Task to complete – Of the entries that follow, how many lines hold the word "wheel"? Reply with the number only.

(Natural-language object grounding data)
──────────
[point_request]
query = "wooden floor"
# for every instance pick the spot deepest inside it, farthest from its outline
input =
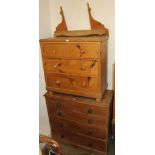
(70, 150)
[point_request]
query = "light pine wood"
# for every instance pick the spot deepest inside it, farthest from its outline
(81, 121)
(50, 141)
(80, 33)
(75, 66)
(95, 25)
(62, 26)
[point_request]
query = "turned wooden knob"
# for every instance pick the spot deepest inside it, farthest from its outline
(90, 133)
(84, 84)
(61, 125)
(54, 51)
(90, 121)
(55, 66)
(57, 82)
(58, 104)
(59, 113)
(90, 144)
(83, 67)
(90, 111)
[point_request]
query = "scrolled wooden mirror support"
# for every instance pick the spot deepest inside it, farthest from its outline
(96, 27)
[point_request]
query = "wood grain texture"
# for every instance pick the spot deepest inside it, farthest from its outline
(95, 25)
(76, 67)
(50, 141)
(80, 33)
(80, 121)
(62, 26)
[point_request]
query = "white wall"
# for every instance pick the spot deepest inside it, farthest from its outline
(76, 15)
(44, 32)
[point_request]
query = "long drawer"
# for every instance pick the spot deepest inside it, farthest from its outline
(80, 140)
(72, 50)
(72, 84)
(77, 128)
(77, 67)
(67, 103)
(92, 120)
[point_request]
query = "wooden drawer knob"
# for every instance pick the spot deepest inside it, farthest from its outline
(54, 51)
(90, 144)
(57, 82)
(81, 50)
(83, 68)
(59, 113)
(90, 111)
(61, 125)
(90, 121)
(62, 136)
(55, 66)
(84, 84)
(58, 104)
(90, 133)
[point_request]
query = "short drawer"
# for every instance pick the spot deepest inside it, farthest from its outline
(91, 109)
(71, 50)
(59, 105)
(71, 84)
(77, 67)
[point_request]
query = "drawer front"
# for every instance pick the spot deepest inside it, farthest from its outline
(55, 50)
(58, 82)
(59, 105)
(77, 67)
(73, 127)
(91, 143)
(92, 121)
(91, 109)
(71, 50)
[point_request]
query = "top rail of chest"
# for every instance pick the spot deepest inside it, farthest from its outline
(71, 50)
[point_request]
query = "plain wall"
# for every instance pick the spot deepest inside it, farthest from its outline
(76, 16)
(44, 32)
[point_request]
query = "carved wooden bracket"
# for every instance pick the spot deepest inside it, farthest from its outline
(62, 26)
(96, 27)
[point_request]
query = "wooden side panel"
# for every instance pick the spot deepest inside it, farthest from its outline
(104, 62)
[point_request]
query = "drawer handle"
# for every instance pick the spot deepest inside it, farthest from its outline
(61, 125)
(81, 50)
(90, 121)
(90, 111)
(55, 66)
(83, 68)
(54, 51)
(62, 136)
(57, 82)
(84, 84)
(59, 113)
(90, 144)
(58, 104)
(90, 133)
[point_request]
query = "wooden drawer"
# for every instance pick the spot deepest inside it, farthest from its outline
(71, 50)
(77, 67)
(74, 127)
(61, 105)
(92, 120)
(91, 109)
(91, 143)
(79, 85)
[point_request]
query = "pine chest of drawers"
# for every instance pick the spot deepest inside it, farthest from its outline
(80, 121)
(75, 66)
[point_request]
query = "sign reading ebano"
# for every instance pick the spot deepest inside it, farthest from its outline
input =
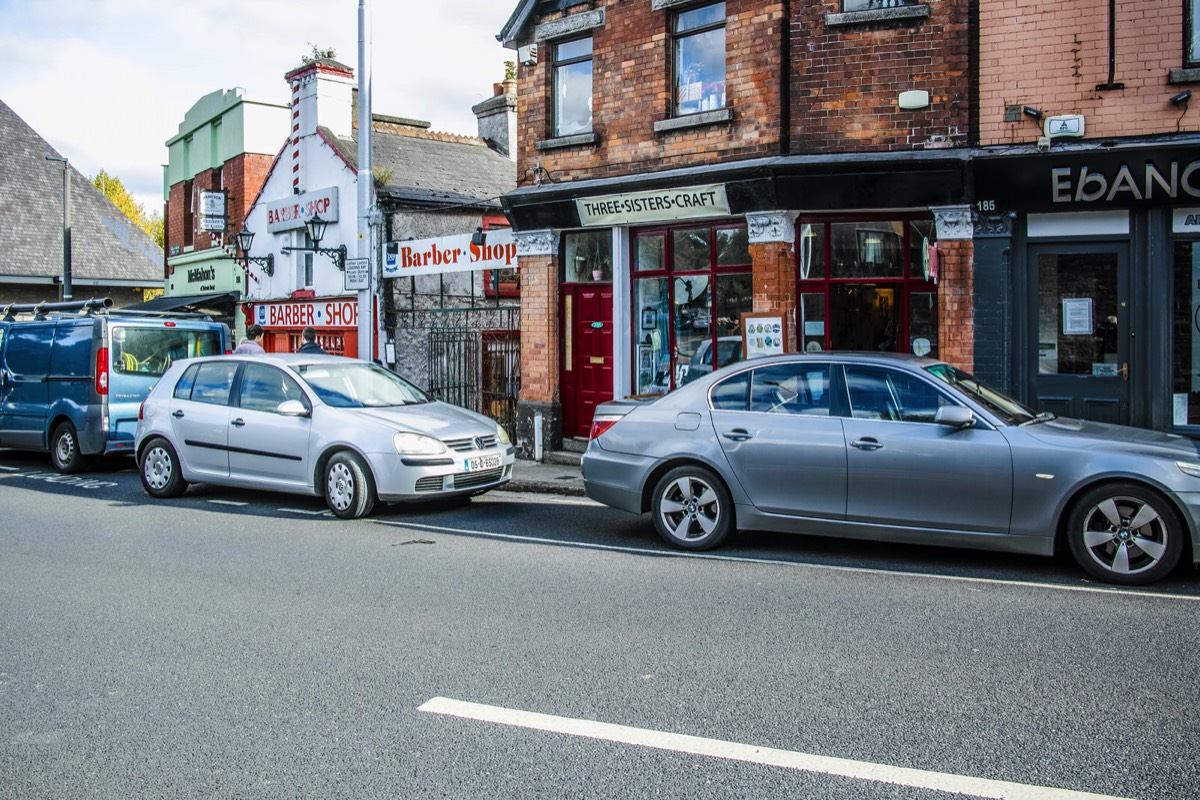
(660, 205)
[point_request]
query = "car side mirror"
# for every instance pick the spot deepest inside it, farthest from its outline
(293, 408)
(957, 416)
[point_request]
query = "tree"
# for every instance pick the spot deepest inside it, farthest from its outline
(114, 190)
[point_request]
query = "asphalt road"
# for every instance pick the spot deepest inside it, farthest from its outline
(237, 644)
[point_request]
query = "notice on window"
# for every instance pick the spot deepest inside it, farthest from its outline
(1077, 317)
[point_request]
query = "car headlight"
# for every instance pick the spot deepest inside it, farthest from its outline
(417, 444)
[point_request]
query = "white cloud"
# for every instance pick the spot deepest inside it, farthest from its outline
(108, 82)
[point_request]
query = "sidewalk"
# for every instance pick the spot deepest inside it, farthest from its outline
(549, 479)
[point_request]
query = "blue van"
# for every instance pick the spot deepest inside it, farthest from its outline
(73, 374)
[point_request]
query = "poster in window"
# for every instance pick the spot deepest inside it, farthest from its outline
(763, 335)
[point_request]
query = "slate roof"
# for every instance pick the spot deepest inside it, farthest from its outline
(431, 168)
(105, 244)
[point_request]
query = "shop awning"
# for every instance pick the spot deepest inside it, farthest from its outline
(217, 305)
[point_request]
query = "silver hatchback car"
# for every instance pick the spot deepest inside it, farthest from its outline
(343, 428)
(898, 449)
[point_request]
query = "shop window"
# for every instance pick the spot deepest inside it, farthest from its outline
(1186, 335)
(700, 59)
(690, 288)
(587, 257)
(573, 86)
(865, 286)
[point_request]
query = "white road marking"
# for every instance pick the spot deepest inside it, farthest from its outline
(832, 567)
(678, 743)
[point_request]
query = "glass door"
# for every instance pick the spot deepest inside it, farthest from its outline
(1081, 324)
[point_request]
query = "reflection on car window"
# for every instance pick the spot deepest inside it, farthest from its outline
(213, 382)
(879, 394)
(359, 385)
(264, 388)
(791, 389)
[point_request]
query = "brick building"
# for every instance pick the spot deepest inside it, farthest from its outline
(691, 172)
(216, 164)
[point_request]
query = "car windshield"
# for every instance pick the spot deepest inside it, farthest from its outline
(1002, 405)
(359, 385)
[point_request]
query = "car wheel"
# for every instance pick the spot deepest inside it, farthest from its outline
(161, 476)
(65, 452)
(1123, 533)
(693, 510)
(349, 491)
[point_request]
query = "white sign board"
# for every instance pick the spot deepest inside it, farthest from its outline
(660, 205)
(358, 274)
(294, 210)
(450, 254)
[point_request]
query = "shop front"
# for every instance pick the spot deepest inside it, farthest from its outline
(335, 319)
(653, 286)
(1101, 257)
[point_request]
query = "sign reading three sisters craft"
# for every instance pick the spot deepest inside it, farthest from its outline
(659, 205)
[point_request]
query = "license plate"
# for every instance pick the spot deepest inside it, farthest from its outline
(480, 463)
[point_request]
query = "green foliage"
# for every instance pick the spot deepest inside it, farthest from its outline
(114, 190)
(317, 54)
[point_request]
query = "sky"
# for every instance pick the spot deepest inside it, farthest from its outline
(108, 82)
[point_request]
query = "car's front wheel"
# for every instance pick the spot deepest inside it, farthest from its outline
(691, 509)
(161, 476)
(1123, 533)
(349, 491)
(65, 452)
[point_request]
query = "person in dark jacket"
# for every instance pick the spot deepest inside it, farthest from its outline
(309, 336)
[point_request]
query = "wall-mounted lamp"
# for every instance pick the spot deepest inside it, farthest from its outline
(245, 239)
(316, 227)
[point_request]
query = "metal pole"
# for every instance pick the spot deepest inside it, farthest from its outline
(66, 226)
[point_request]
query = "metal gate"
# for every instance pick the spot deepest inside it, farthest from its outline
(472, 358)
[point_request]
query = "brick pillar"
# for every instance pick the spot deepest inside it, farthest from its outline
(773, 254)
(955, 284)
(539, 404)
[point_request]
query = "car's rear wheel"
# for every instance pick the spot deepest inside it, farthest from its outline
(691, 509)
(1123, 533)
(349, 491)
(65, 452)
(161, 476)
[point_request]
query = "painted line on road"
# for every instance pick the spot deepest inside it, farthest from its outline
(831, 567)
(678, 743)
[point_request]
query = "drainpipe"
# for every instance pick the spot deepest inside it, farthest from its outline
(1113, 50)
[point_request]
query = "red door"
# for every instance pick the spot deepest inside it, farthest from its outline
(586, 311)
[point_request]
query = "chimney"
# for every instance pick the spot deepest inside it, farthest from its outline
(498, 119)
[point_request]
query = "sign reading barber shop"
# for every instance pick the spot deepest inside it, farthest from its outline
(659, 205)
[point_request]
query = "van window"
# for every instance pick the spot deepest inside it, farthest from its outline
(151, 350)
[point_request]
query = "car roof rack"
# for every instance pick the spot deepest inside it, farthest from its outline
(39, 310)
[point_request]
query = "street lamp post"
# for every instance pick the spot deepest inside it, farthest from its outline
(66, 226)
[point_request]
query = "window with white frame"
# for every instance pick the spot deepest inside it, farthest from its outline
(573, 86)
(699, 41)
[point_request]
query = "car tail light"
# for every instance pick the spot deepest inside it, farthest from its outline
(603, 422)
(102, 371)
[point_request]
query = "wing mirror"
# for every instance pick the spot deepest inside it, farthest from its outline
(293, 408)
(957, 416)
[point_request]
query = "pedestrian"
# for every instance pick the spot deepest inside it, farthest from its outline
(309, 336)
(253, 341)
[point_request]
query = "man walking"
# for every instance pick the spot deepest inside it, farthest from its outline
(253, 341)
(309, 336)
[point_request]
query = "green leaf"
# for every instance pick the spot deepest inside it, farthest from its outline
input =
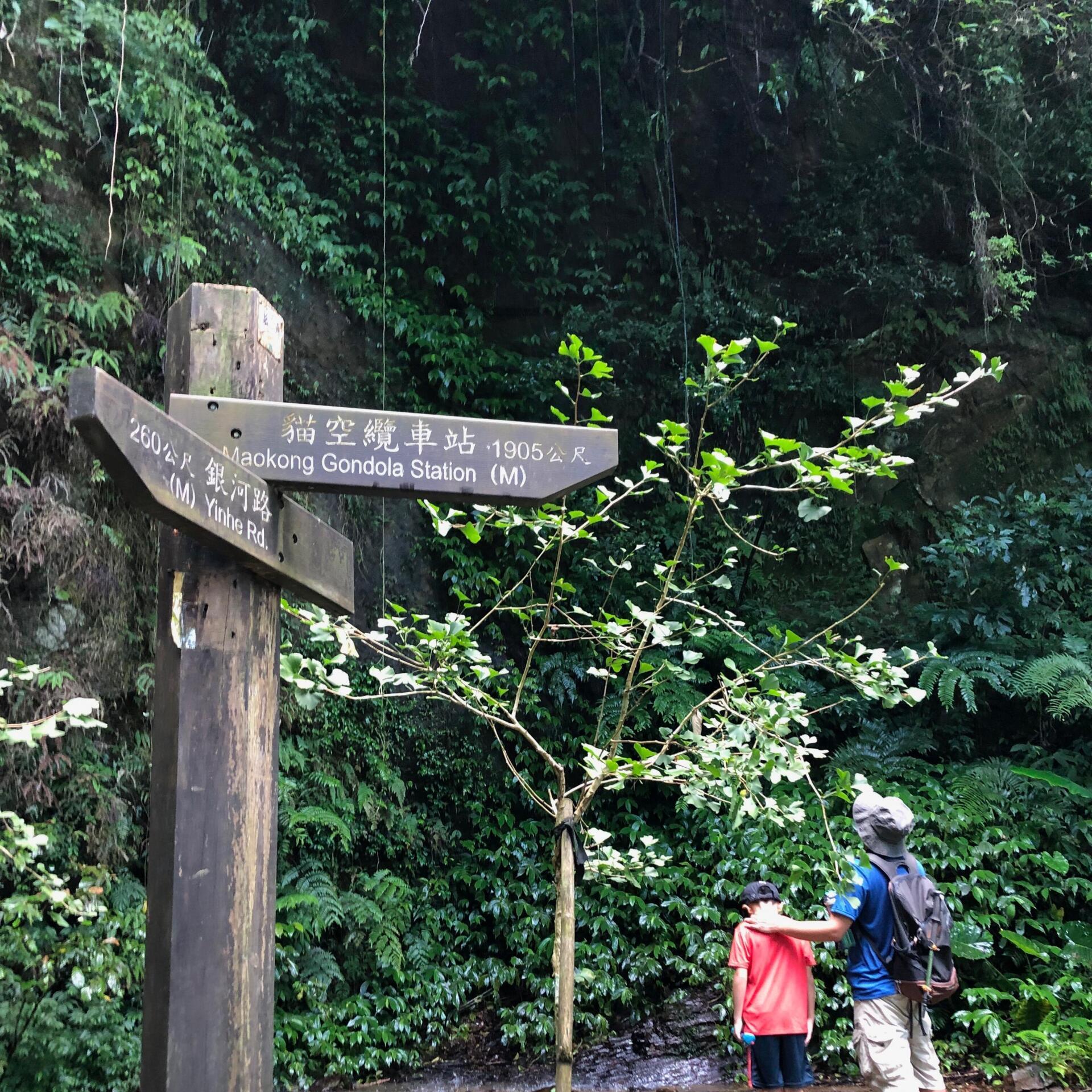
(1055, 780)
(970, 942)
(1027, 946)
(809, 509)
(1079, 937)
(1056, 863)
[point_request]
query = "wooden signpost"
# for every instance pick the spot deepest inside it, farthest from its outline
──────────
Result – 3